Quick orientation
Jascayd (nerandomilast) is an oral preferential phosphodiesterase 4B (PDE4B) inhibitor developed by Boehringer Ingelheim. The US FDA approved Jascayd for idiopathic pulmonary fibrosis (IPF) on October 7, 2025 and added a second approval for progressive pulmonary fibrosis (PPF) in December 2025. It is the first new FDA-approved therapy for IPF in more than a decade and the first preferential PDE4B inhibitor approved in either indication. In Egypt, Jascayd is not yet registered with the Egyptian Drug Authority (EDA). For Egyptian patients with IPF or PPF whose pulmonologist has reached the point of considering a third mechanistic option (alongside or after nintedanib or pirfenidone), the lawful route is the EDA Personal Importation pathway, supported by a US specialty pharmacy procurement chain and named-patient documentation prepared in coordination with the dispensing institution. Reserve Meds coordinates the US sourcing, the documentation kit your pulmonologist will need, and the international logistics on the family's behalf, while clinical decisions stay with your treating physician. Reserved for you.
Why patients in Egypt need Jascayd via the named-patient pathway
The access gap for Jascayd in Egypt is structural. Jascayd received its first FDA approval in October 2025, and as of this page's review date the Boehringer Ingelheim commercial filing footprint with the EDA Drug Registration Sector is not yet in place. The drug is not on the Egyptian national registration list. IPF carries a median survival of three to five years from diagnosis without effective anti-fibrotic therapy, and PPF carries a similar progressive trajectory. The clinical cost of delay is loss of lung function that does not return.
The two anti-fibrotics currently used in Egypt are nintedanib (Ofev) and pirfenidone, which are FDA-approved and registered in many international markets. For patients who progress on either, or who do not tolerate them because of gastrointestinal burden, hepatotoxicity, or photosensitivity, the Egyptian formulary has no third mechanistic option available locally. Jascayd is that third option, and the FDA-approved label permits monotherapy or combination with nintedanib or pirfenidone (combination with pirfenidone carries a label restriction on dose reduction). The Egyptian Drug Authority Personal Importation framework, codified by Law No. 151 of 2019, is the lawful route when a recognised reference authority has approved a medicine and no clinically equivalent locally registered alternative is suitable for the named patient.

**Prompt A:**
For each statement, answer yes or no according to the passage on Jascayd access in Egypt, and quote the words that decide it.
(i) The FDA approved Jascayd for progressive pulmonary fibrosis before approving it for idiopathic pulmonary fibrosis.
(ii) The Egyptian Drug Authority Personal Importation framework was codified by Law No. 151 of 2019.
(iii) Jascayd's FDA-approved label allows it to be combined with nintedanib.
**Prompt B:**
Answer these from the passage on Jascayd access in Egypt.
(i) Which company developed Jascayd?
(ii) Without effective anti-fibrotic therapy, what is the median survival from an IPF diagnosis?
(iii) Which two anti-fibrotics are currently used in Egypt?
**Prompt C:** Write the next paragraph of the passage on Jascayd access in Egypt, beginning after its final sentence.

**Supplied material:**
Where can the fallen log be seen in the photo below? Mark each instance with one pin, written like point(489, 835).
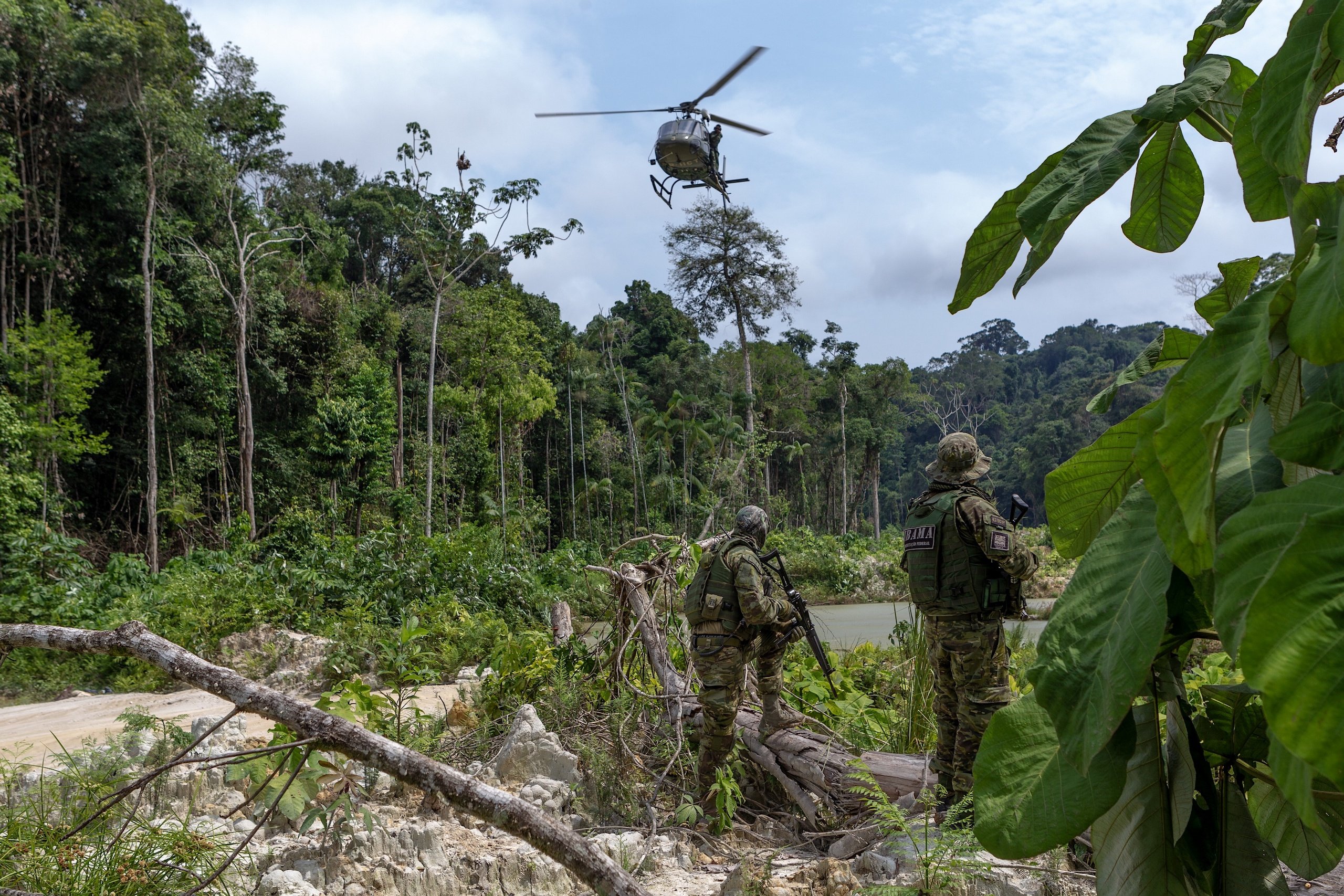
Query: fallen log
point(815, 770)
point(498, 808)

**Exercise answer A:**
(i) No: "The US FDA approved Jascayd for idiopathic pulmonary fibrosis (IPF) on October 7, 2025 and added a second approval for progressive pulmonary fibrosis (PPF) in December 2025."
(ii) Yes: "The Egyptian Drug Authority Personal Importation framework, codified by Law No. 151 of 2019"
(iii) Yes: "the FDA-approved label permits monotherapy or combination with nintedanib or pirfenidone"

**Exercise answer B:**
(i) Boehringer Ingelheim
(ii) Three to five years
(iii) Nintedanib (Ofev) and pirfenidone

**Exercise answer C:**
The EDA named-patient pathway for Jascayd
The Egyptian Drug Authority (EDA) was created by Law No. 151 of 2019, with executive regulations issued under Prime Minister Decision No. 777 of 2020. EDA permits importation of unregistered medicines for a specific named patient where no equivalent registered product is available locally or where the available quantity of an equivalent locally registered product cannot meet the patient's clinical need. The pathway is commonly referred to as Personal Importation and described in EDA correspondence as Special Access or Compassionate Use for novel agents.
For a Jascayd case, applications are filed through the dispensing institution's import pharmacy. The standard package includes the clinical justification letter from the treating pulmonologist on hospital letterhead (the IPF or PPF diagnosis with the supporting high-resolution CT, lung function testing, and where applicable the multidisciplinary discussion record; prior anti-fibrotic trials with named medicines and documented outcomes; the clinical rationale for Jascayd as monotherapy or as combination therapy; the requested dose and duration), a recent prescription specifying brand name (Jascayd), generic name (nerandomilast), strength (9 mg or 18 mg), dosage form, and quantity, the patient identifier copy (national ID card or passport), the treating pulmonologist's Egyptian Medical Syndicate membership number and Ministry of Health licence reference, product details (Boehringer Ingelheim Pharmaceuticals, Inc. as manufacturer of record, country of origin, FDA approval reference, shelf life, room-temperature storage), the destination dispensing facility licence, and a chain-of-custody plan covering transit to the receiving Egyptian pharmacy through Cairo International Airport.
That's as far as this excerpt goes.